Written exercise: Update the article on the Rays' abandoned stadium deal from "But the future" up to and including "or, possibly Orlando.", putting "contract" in place of "lease".

Selected passage:
— Start —

In a statement issued shortly after the team announced its decision to abandon its stadium plans Thursday, Welch says that the end of the ballpark is “not end of the Historic Gas Plant District story.” Despite the setback, he says, the administration will look at “all avenues that will help us deliver on our ultimate goal.”
That goal: “utilizing the HGPD property to benefit the community and fulfilling the 40-year-old promises of economic development and opportunity made to the African-American community in St. Petersburg, as well as the community priorities identified through the current development process, which began in 2022.”
The Gas Plant District was a historic Black community displaced by the construction of Interstate 175 and Tropicana Field in the 1980s. As part of an agreement to build a new stadium in St. Petersburg, the Rays had agreed to build a $6 billion 8 million-square-foot multi-use development that would have included residences and commercial space as well as hotels, parks, open space and the Woodson African American Museum of Florida and an amphitheater.
Welch says the city will consider a phased approach to the redevelopment honoring its obligations under the current agreement.
“After decades of waiting, this sacred land will again bear the fruit of housing, jobs and beneficial community development,” he says.
Rays owner Stuart Sternberg issued a statement Thursday announcing the team has backed out of a deal to build a new ballpark in St. Petersburg and move forward with the redevelopment.
“After careful deliberation, we have concluded we cannot move forward with the new ballpark and development project at this moment,” Sternberg says.
“A series of events beginning in October that no one could have anticipated led to this difficult decision.”
The announcement comes days before a March 31 deadline for the team to provide proof it could pay for its portion of the project.
For those who have followed the stadium deal for the past several months, the team backing out of the agreement should not come as a surprise.
Rays officials have said since late October that the cost of building the stadium was getting to high given the deals brought about in the aftermath of Hurricane Milton. The storm tore the roof off of Tropicana Field, where the team now plays, forcing the Rays to move to the New York Yankee’s spring training stadium for this season and possibly longer.
This hurt the team’s revenue and also pushed back the scheduled start of construction, a situation team officials say made it unfeasible for the team to meet its share of the $1.3 billion stadium — $600 million plus the cost overruns.
Sternberg in his statement says the team will “continue to focus on finding a ballpark solution that serves the best interests of our region, Major League Baseball and our organization” and that it expects to play in Tropicana Field next year.
But the future of the team staying in the Tampa Bay market is more uncertain now than in any time in its past.
Its lease on Tropicana Field is set to expire at the end of the 2027 season — though the repairs could push that back a year — and it has once again failed to get a new stadium built in the market.
There have been reports that Major League Baseball is pushing Sternberg to sell the Rays, which the team isn't commenting on. The thinking is that new ownership would find a way to make a new stadium work in St. Petersburg, Tampa or, possibly Orlando.
Welch says that it will work with a potential new team owner who “demonstrates a commitment to honoring their agreements and our community priorities” and will consider working on a partnership to keep baseball in the city.
But,” he says, “we will not put our city’s progress on hold as we await a collaborative and community-focused baseball partner.”

— End —

Listing:

— Start —

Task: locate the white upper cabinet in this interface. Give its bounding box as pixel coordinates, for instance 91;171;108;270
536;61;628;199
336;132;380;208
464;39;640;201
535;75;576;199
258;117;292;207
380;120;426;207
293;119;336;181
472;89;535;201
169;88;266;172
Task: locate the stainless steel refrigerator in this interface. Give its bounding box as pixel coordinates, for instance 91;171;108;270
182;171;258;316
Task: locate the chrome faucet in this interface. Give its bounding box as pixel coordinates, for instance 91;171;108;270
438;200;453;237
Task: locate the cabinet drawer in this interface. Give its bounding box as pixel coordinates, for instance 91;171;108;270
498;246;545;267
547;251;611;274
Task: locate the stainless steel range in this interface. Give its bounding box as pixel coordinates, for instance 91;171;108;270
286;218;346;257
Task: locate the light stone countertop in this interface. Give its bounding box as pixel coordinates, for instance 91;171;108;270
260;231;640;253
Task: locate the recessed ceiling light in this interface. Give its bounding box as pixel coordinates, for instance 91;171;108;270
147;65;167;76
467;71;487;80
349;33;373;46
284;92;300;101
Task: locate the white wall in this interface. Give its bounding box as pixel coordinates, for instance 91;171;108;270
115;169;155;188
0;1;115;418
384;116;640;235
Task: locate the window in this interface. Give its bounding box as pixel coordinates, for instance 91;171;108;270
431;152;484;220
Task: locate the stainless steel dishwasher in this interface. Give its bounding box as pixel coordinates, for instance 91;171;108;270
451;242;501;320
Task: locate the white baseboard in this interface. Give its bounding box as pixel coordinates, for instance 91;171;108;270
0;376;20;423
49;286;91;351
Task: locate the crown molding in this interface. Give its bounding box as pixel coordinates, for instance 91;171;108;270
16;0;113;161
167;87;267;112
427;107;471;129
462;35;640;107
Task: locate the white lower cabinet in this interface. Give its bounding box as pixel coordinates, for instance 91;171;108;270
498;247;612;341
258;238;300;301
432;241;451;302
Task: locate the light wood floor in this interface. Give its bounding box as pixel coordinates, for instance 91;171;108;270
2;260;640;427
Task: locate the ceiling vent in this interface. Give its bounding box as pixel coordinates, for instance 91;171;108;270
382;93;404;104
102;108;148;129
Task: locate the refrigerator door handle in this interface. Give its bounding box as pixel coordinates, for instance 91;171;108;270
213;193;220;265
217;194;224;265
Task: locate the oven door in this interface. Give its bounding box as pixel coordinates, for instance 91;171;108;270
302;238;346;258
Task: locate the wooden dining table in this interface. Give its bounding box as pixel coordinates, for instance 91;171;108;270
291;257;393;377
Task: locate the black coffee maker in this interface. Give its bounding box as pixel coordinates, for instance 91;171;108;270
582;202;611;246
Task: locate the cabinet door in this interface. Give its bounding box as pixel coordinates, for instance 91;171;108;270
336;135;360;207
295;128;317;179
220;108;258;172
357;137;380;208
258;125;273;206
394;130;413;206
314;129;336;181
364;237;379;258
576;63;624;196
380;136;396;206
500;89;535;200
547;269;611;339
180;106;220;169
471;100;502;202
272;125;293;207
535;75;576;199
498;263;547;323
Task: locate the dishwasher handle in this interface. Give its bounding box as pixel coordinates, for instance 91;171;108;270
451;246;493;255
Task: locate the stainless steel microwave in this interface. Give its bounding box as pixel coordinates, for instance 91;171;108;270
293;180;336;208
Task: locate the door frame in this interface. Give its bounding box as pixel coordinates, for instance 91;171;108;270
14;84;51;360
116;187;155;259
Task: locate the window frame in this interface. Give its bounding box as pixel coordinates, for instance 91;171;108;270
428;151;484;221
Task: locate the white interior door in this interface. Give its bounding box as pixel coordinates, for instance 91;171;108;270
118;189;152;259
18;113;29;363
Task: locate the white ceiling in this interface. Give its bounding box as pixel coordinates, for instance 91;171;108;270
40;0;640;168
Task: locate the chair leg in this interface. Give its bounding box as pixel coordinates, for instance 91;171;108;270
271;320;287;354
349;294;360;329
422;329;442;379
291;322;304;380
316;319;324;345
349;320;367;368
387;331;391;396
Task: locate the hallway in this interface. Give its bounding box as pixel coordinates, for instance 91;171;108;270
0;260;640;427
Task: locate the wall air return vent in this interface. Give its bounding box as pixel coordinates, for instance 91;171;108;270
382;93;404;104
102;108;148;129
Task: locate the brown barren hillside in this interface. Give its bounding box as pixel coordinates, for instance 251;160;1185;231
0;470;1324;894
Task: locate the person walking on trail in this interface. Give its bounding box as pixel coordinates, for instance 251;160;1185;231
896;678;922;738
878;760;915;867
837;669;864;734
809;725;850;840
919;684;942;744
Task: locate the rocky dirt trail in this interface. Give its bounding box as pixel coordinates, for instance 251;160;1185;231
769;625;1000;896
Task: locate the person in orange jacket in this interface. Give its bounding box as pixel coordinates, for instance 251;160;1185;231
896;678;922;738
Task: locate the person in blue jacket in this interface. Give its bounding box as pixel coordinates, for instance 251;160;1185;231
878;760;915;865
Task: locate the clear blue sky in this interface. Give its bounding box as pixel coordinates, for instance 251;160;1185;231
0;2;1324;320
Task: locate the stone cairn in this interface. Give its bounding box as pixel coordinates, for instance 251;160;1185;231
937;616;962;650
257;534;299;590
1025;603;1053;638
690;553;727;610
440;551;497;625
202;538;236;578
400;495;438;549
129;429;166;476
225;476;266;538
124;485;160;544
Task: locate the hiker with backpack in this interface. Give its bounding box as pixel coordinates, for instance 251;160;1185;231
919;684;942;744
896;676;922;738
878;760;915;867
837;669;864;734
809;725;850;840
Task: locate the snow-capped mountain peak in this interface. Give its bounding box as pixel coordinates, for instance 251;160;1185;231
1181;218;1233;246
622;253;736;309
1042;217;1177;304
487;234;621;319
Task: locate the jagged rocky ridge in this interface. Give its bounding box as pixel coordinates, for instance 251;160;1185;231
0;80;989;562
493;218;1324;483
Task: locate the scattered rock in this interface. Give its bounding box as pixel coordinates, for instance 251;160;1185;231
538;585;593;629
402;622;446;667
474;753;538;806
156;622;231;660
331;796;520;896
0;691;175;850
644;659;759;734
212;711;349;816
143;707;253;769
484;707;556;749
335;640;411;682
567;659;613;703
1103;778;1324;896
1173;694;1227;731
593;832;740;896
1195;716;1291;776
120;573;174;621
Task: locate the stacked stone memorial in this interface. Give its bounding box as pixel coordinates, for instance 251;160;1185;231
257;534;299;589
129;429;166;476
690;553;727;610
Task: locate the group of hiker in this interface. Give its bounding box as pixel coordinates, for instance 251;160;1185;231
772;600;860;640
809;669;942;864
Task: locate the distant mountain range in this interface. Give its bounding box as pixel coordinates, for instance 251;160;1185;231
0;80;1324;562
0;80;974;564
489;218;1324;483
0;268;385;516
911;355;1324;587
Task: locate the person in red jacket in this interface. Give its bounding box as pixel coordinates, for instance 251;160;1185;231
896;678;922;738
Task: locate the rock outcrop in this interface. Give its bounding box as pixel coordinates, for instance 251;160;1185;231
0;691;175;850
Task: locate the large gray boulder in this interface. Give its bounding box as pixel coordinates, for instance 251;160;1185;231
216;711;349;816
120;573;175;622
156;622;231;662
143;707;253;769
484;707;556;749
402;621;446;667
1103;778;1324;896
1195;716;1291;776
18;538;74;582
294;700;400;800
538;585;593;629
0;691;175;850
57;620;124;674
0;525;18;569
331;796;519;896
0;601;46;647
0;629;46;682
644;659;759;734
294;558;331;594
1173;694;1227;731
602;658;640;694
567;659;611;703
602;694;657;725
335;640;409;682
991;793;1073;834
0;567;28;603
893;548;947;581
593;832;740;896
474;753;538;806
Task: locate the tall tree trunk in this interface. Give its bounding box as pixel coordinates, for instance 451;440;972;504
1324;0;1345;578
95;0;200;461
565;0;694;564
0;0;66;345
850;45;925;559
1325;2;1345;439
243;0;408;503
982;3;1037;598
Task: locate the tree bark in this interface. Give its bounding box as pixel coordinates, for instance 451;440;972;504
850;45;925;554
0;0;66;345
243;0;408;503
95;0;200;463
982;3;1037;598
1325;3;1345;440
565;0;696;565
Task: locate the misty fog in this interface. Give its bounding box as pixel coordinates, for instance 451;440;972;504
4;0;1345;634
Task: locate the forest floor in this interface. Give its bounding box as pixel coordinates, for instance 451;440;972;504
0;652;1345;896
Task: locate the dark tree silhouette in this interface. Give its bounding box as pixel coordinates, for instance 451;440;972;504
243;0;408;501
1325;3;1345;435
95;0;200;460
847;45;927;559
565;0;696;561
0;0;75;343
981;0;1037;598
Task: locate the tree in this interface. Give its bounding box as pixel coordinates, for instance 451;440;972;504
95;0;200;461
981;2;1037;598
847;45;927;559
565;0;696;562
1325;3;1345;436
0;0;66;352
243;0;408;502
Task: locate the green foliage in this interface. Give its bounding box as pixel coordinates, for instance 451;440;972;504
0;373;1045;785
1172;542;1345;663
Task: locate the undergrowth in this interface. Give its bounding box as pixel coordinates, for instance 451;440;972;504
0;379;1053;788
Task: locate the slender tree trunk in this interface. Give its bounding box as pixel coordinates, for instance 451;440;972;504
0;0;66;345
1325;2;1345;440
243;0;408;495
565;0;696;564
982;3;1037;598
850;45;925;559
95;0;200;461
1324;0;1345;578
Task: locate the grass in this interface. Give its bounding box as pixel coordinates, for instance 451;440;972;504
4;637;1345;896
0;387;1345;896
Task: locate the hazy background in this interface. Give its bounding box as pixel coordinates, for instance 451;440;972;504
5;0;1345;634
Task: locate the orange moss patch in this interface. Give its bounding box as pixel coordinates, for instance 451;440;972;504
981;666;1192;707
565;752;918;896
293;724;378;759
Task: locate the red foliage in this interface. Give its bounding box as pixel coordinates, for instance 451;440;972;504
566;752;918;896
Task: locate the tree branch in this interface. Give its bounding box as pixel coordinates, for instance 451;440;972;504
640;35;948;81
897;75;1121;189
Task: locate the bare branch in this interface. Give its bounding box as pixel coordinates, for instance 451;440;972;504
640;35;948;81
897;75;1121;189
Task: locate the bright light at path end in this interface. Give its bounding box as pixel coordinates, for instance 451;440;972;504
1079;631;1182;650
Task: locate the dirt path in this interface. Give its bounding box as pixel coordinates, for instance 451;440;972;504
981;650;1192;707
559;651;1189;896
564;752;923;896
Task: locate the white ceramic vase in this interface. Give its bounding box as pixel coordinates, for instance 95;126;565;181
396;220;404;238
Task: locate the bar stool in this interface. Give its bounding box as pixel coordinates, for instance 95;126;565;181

— End —

Response to the task:
But the future of the team staying in the Tampa Bay market is more uncertain now than in any time in its past.
Its contract on Tropicana Field is set to expire at the end of the 2027 season — though the repairs could push that back a year — and it has once again failed to get a new stadium built in the market.
There have been reports that Major League Baseball is pushing Sternberg to sell the Rays, which the team isn't commenting on. The thinking is that new ownership would find a way to make a new stadium work in St. Petersburg, Tampa or, possibly Orlando.